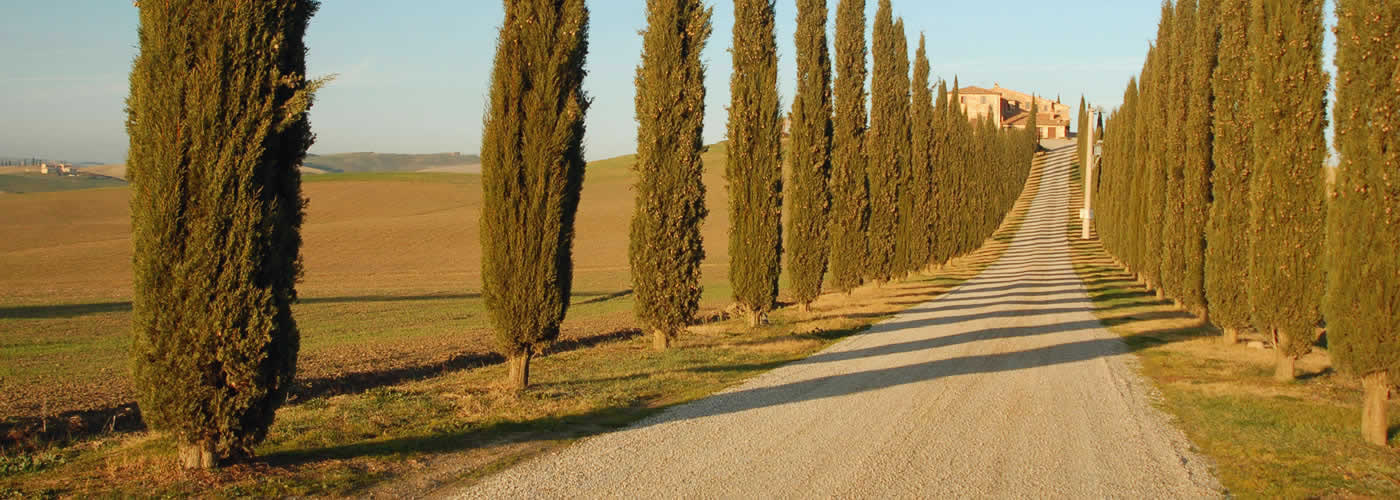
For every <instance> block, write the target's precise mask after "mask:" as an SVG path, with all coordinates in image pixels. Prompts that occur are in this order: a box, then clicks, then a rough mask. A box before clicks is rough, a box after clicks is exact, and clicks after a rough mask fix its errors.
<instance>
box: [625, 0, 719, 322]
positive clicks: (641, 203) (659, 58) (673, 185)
mask: <svg viewBox="0 0 1400 500" xmlns="http://www.w3.org/2000/svg"><path fill="white" fill-rule="evenodd" d="M711 13H713V11H711V8H708V7H704V3H703V1H701V0H647V31H644V32H643V52H641V64H640V66H637V78H636V84H637V97H636V101H637V162H636V165H634V167H633V168H636V172H637V182H636V183H634V185H633V190H636V192H637V197H636V209H634V210H633V216H631V245H630V248H629V256H630V261H631V282H633V290H636V303H634V304H636V311H637V319H640V321H641V322H643V324H644V325H647V328H648V329H651V331H652V332H654V333H655V335H657V339H655V340H657V346H658V347H665V346H666V343H669V340H671V339H673V338H675V336H676V335H679V333H680V332H682V331H683V329H685V326H686V324H689V322H690V319H692V318H693V317H694V314H696V310H697V308H699V307H700V262H701V261H704V246H703V245H701V238H700V227H701V224H703V223H704V217H706V214H707V213H708V210H706V206H704V182H703V179H701V175H703V174H704V165H703V164H701V161H700V153H701V150H703V147H704V143H703V141H701V137H700V133H701V132H703V130H704V95H706V88H704V63H703V62H701V60H700V53H701V50H704V45H706V41H707V39H708V38H710V32H711V27H710V17H711Z"/></svg>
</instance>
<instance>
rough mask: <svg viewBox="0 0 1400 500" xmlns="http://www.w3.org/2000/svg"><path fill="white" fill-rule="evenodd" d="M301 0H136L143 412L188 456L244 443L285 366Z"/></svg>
mask: <svg viewBox="0 0 1400 500" xmlns="http://www.w3.org/2000/svg"><path fill="white" fill-rule="evenodd" d="M316 7H318V4H316V1H309V0H269V1H255V3H249V1H223V0H199V1H193V0H192V1H147V3H144V4H141V6H140V28H139V43H140V53H139V55H137V57H136V62H134V64H133V66H132V76H130V97H129V98H127V120H126V130H127V134H129V137H130V150H129V155H127V165H129V181H130V182H132V241H133V245H134V259H133V269H134V273H136V276H134V294H133V311H132V374H133V382H134V385H136V394H137V401H139V402H140V406H141V417H143V419H144V420H146V423H147V424H150V426H151V429H155V430H161V431H167V433H171V434H174V437H175V440H176V443H178V445H179V448H181V451H179V455H181V457H179V458H181V462H182V465H183V466H186V468H210V466H214V465H216V464H217V462H218V459H221V458H238V457H246V455H251V454H252V447H253V445H255V444H258V443H259V441H262V438H263V437H265V436H266V434H267V429H269V427H270V426H272V422H273V413H274V412H276V410H277V408H279V406H280V405H281V403H283V401H284V399H286V395H287V387H288V384H291V381H293V377H294V374H295V366H297V350H298V345H300V335H298V331H297V324H295V321H294V319H293V315H291V303H293V301H295V300H297V290H295V283H297V279H298V277H300V275H301V259H300V258H301V235H300V228H301V221H302V207H304V204H305V199H304V197H302V195H301V175H300V174H298V171H297V167H298V165H300V164H301V161H302V158H304V157H305V154H307V148H308V147H309V146H311V143H312V134H311V126H309V122H308V118H307V112H308V109H309V108H311V102H312V94H314V91H315V88H316V87H319V83H316V81H308V80H307V78H305V71H307V64H305V53H307V48H305V45H304V42H302V36H304V35H305V31H307V22H308V20H309V18H311V15H312V14H314V13H315V10H316Z"/></svg>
──────
**Directions:** Repeat each record exactly, with the pictures left out.

**Solved exercise:**
For every <instance> block, write the target's precise mask after "mask:" as an SVG path, with all coordinates in image pixels. Prompts that occur are in this order: a box, then clicks, then a rough mask. A box before clicks is rough, a box after clicks is exact, and clicks after a rough mask fix its errors.
<instance>
box: [625, 0, 719, 322]
positive clicks: (641, 203) (659, 58) (673, 185)
mask: <svg viewBox="0 0 1400 500" xmlns="http://www.w3.org/2000/svg"><path fill="white" fill-rule="evenodd" d="M711 13H713V11H711V8H708V7H704V3H703V1H701V0H647V31H644V32H643V52H641V64H640V66H637V78H636V84H637V97H636V101H637V162H636V165H634V167H633V168H636V172H637V182H636V183H634V185H633V190H636V192H637V197H636V209H634V210H633V216H631V245H630V248H629V256H630V261H631V282H633V290H636V303H634V304H636V311H637V319H640V321H641V322H643V324H644V325H647V328H648V329H651V331H652V332H654V333H655V335H657V339H655V340H657V346H658V347H665V346H666V343H669V340H671V339H673V338H675V336H676V335H679V333H680V332H682V331H683V329H685V326H686V324H689V322H690V319H692V318H693V317H694V314H696V310H697V308H699V307H700V262H701V261H704V246H703V245H701V238H700V227H701V224H703V223H704V217H706V214H707V213H708V210H706V206H704V182H703V179H701V175H703V174H704V165H703V164H701V161H700V153H701V150H703V147H704V143H703V141H701V137H700V133H701V132H703V130H704V95H706V88H704V63H703V62H701V60H700V53H701V50H704V45H706V41H707V39H708V38H710V32H711V27H710V17H711Z"/></svg>
</instance>
<instance>
rough mask: <svg viewBox="0 0 1400 500" xmlns="http://www.w3.org/2000/svg"><path fill="white" fill-rule="evenodd" d="M301 0H136L143 412L188 456L244 443L285 366Z"/></svg>
mask: <svg viewBox="0 0 1400 500" xmlns="http://www.w3.org/2000/svg"><path fill="white" fill-rule="evenodd" d="M316 7H318V4H316V1H309V0H269V1H255V3H249V1H223V0H199V1H193V0H192V1H147V3H144V4H141V6H140V28H139V43H140V53H139V55H137V57H136V62H134V64H133V66H132V76H130V97H129V98H127V120H126V130H127V134H129V137H130V150H129V155H127V165H129V181H130V182H132V241H133V245H134V259H133V269H134V273H136V276H134V294H133V311H132V374H133V382H134V385H136V394H137V401H139V402H140V406H141V417H143V419H144V420H146V423H147V424H150V426H151V429H155V430H161V431H167V433H171V434H174V437H175V440H176V443H178V445H179V448H181V451H179V455H181V457H179V458H181V462H182V465H183V466H186V468H210V466H214V465H216V464H217V462H218V459H221V458H238V457H246V455H251V454H252V447H253V445H255V444H258V443H259V441H262V438H263V437H265V436H266V434H267V429H269V427H270V426H272V422H273V413H274V412H276V410H277V408H279V406H280V405H281V403H283V401H284V399H286V395H287V387H288V384H291V381H293V377H294V374H295V366H297V350H298V345H300V335H298V331H297V324H295V321H294V319H293V315H291V303H293V301H295V300H297V290H295V283H297V279H298V277H300V275H301V259H300V258H301V235H300V228H301V221H302V207H304V204H305V199H304V197H302V195H301V175H300V174H298V171H297V167H298V165H300V164H301V161H302V158H304V157H305V154H307V148H308V147H309V146H311V143H312V134H311V126H309V122H308V118H307V112H308V109H309V108H311V102H312V94H314V91H315V88H316V87H319V83H316V81H308V80H307V78H305V71H307V64H305V53H307V48H305V45H304V42H302V36H304V35H305V31H307V22H308V20H309V18H311V15H312V14H314V13H315V10H316Z"/></svg>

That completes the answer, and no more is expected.